WORK TO COMPLETE
Scan the records for the string "tire" and copy every line that holds it.

[Saved entries]
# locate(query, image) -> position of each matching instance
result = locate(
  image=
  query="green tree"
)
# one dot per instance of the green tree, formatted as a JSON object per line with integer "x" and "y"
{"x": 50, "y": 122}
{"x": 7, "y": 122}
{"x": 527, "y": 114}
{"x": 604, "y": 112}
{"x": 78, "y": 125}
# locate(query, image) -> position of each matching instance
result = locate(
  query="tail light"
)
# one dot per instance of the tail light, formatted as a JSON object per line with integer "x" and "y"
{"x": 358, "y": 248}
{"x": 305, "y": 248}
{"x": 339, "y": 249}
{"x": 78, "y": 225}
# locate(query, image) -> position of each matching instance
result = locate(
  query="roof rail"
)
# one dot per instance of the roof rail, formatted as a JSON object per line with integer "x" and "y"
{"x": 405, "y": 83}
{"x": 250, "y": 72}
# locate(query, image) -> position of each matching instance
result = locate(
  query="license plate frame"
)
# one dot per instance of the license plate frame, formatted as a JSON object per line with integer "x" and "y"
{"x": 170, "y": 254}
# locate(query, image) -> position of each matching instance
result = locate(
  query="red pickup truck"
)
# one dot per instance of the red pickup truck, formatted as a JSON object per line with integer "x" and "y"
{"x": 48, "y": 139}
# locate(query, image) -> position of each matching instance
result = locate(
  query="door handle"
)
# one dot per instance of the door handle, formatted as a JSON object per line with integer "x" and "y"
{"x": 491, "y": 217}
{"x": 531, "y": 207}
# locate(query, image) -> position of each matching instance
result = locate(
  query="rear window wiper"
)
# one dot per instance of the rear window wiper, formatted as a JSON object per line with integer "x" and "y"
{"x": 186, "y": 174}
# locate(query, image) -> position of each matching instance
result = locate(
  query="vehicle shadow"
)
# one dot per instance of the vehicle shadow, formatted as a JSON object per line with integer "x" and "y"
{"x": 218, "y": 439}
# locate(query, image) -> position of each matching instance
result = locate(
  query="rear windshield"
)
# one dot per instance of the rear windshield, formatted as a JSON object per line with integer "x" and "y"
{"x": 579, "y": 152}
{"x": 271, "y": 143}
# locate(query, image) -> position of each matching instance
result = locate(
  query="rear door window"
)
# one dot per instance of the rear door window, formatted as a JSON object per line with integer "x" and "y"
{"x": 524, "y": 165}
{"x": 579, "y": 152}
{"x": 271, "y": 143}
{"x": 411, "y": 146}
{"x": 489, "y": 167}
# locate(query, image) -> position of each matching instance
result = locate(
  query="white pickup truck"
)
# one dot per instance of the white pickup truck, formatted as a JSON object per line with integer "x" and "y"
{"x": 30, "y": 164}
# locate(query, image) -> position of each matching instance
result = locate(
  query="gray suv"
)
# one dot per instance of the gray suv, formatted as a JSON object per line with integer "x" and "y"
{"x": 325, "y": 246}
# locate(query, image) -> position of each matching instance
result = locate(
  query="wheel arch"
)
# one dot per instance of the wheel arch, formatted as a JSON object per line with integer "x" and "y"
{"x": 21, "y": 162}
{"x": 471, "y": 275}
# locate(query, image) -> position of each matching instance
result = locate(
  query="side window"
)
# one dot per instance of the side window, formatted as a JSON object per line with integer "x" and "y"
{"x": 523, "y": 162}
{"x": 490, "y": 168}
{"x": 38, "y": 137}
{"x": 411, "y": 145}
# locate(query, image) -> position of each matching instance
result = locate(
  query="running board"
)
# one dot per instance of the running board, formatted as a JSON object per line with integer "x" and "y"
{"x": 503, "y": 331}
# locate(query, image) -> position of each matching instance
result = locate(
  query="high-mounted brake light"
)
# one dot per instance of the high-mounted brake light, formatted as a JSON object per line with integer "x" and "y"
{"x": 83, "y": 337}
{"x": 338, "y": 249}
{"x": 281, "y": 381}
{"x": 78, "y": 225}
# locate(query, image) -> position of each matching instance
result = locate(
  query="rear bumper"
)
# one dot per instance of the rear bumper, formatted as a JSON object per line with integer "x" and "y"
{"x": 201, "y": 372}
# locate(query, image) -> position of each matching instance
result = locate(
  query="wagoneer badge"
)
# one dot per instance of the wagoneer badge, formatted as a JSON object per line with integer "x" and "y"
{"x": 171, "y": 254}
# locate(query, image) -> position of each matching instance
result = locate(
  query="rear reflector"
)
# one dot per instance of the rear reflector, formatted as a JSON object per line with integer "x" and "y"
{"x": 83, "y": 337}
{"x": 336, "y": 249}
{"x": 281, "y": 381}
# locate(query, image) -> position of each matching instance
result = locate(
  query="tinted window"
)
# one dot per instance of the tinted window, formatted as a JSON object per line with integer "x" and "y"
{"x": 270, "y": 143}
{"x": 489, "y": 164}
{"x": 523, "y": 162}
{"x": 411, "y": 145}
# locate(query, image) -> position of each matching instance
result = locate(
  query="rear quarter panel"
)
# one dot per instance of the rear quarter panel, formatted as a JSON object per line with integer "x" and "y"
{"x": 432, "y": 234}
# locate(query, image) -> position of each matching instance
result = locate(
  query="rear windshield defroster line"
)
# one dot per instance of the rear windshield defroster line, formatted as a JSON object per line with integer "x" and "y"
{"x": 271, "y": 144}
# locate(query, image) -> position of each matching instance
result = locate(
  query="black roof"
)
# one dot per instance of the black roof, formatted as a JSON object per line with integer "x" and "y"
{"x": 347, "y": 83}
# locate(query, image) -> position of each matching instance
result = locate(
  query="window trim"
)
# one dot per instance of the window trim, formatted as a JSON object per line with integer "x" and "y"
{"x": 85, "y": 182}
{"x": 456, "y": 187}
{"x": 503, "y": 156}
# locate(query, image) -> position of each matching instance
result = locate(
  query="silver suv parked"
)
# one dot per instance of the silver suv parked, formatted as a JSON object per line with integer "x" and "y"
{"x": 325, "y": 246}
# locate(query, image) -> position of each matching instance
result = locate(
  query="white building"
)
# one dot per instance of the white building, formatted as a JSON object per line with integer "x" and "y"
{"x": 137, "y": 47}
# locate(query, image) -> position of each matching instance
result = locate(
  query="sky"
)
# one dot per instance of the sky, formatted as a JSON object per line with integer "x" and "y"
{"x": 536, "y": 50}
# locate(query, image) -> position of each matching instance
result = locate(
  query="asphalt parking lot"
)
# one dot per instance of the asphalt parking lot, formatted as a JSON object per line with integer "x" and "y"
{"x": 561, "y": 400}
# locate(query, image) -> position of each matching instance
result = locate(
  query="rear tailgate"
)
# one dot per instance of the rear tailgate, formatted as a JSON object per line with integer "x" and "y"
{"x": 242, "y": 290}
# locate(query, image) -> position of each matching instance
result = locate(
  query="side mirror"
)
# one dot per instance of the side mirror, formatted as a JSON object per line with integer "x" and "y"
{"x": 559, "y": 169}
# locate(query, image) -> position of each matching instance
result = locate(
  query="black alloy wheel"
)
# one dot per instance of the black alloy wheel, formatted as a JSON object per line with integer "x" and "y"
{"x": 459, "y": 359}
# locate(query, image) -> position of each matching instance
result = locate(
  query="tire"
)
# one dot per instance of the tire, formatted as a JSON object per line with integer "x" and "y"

EXERCISE RESULT
  query="tire"
# one dot per instance of the tire, formatted as a JSON object per line with integer "x" and "y"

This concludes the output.